Items from a dataset
= = = =

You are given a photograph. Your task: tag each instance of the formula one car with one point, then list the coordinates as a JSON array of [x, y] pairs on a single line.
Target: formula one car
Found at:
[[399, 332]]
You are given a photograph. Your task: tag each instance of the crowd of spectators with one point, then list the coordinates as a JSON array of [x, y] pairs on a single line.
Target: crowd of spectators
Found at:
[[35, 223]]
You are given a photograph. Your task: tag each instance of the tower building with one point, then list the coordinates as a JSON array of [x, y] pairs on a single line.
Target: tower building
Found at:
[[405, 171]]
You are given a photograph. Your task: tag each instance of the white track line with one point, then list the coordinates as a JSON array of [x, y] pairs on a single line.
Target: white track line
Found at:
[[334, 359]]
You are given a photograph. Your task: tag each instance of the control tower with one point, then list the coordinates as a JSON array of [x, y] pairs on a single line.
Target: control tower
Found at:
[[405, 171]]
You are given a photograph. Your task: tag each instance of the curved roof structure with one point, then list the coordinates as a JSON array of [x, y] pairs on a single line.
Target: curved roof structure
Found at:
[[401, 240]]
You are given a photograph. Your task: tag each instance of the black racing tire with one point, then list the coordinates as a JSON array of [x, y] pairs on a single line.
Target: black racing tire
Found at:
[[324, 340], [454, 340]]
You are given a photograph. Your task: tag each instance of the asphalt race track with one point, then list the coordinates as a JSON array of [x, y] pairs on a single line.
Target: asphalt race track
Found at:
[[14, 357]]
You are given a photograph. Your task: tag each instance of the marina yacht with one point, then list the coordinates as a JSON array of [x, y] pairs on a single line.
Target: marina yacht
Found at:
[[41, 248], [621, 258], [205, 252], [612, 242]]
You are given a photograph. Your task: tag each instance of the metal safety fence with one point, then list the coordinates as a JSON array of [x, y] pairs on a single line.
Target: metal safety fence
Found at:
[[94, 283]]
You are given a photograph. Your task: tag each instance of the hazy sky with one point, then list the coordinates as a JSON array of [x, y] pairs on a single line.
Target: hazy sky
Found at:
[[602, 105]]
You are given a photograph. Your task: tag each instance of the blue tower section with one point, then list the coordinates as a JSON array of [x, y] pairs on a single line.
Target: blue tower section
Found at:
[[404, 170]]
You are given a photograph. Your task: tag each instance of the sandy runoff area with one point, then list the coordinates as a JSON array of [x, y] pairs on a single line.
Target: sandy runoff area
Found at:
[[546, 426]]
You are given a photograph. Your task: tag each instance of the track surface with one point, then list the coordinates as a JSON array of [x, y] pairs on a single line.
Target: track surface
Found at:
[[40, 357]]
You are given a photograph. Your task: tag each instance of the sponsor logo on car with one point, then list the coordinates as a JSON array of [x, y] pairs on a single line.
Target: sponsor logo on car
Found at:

= = = =

_Exercise goal:_ Repeat the data above exactly.

_Result:_
You are given a photograph. Your task: tag each instance of the formula one car with one point, then list the coordinates as a JSON array of [x, y] pairs on a single line.
Target: formula one car
Found at:
[[399, 332]]
You are given a photograph. Your task: tag each instance of the crowd of spectators with one point, then list the coordinates as a JSON array of [x, y] pairs on a single line.
Target: crowd of spectators
Found at:
[[35, 223]]
You are given a photograph. Your task: tag each instance of the tower building with one point, then list the coordinates as a JSON array of [x, y] pairs on a single line.
Target: tower building
Found at:
[[405, 171]]
You are given a photograph. Your task: tag each instance of the white track line with one point, then list the coordinates as a JSON array of [x, y] pairs on a single line.
Target: white track line
Found at:
[[334, 359]]
You are given a photograph. Your task: tag each instance of the control tower with one point, then list the coordinates as a JSON array of [x, y] pairs on a single line.
Target: control tower
Found at:
[[405, 171]]
You are given a photograph. Your task: tag each instance of the curved roof structure with one point, then list the coordinates as a JSON array of [x, y] pairs on a single line.
Target: curved roof structure
Found at:
[[401, 240]]
You are given a photograph. Your task: tag each instance of the black racing tire with one point, then list the coordinates as a JSON array of [x, y] pairs on a single line.
Target: black racing tire
Found at:
[[324, 340], [454, 340]]
You are given a photograph. Your task: tag each instance of the asphalt race track with one point, then list the coordinates as a JSON array of [x, y] pairs on a single line.
Target: asphalt race track
Found at:
[[14, 357]]
You are given a photograph. Your task: tag each instance of the marina yacht with one point, then list the coordinates as a JSON array of [x, y] pairs on a single line.
Target: marina yacht
Found at:
[[41, 248], [621, 258], [205, 252], [612, 242]]
You are given a photograph. Your task: tag each instance of the metal safety fence with one point, then list the coordinates as a JSON array of [x, y] pairs on a single line.
Target: metal safety fence
Found at:
[[94, 283]]
You are given a photograph. Your task: tag each instance of the hazy sky with one point, then list the coordinates as a JSON array of [x, y] pairs on a single line.
Target: hazy sky
Found at:
[[602, 105]]
You are given a photograph. Your task: tag each instance of the blue tower section with one point, then list the coordinates as a JSON array of [x, y] pairs on a single line.
Target: blue tower section
Found at:
[[404, 170]]
You are given a photograph. Your task: tag each instance of the sandy runoff area with one point, then list the coordinates as a JSON array of [x, y] pairs on a single line.
Target: sandy runoff area
Found at:
[[546, 426]]
You are given a photograph. Your task: tag each instance of the track surface with one point, then list the coordinates as a JSON array of [x, y] pairs on a single line.
Target: track surface
Found at:
[[40, 357]]
You are given a photograph. Your task: tag each instance of the sponsor logo on car with one point, then list the coordinates as a JSON array of [x, y] pairs on a single line.
Target: sponsor logo on car
Found at:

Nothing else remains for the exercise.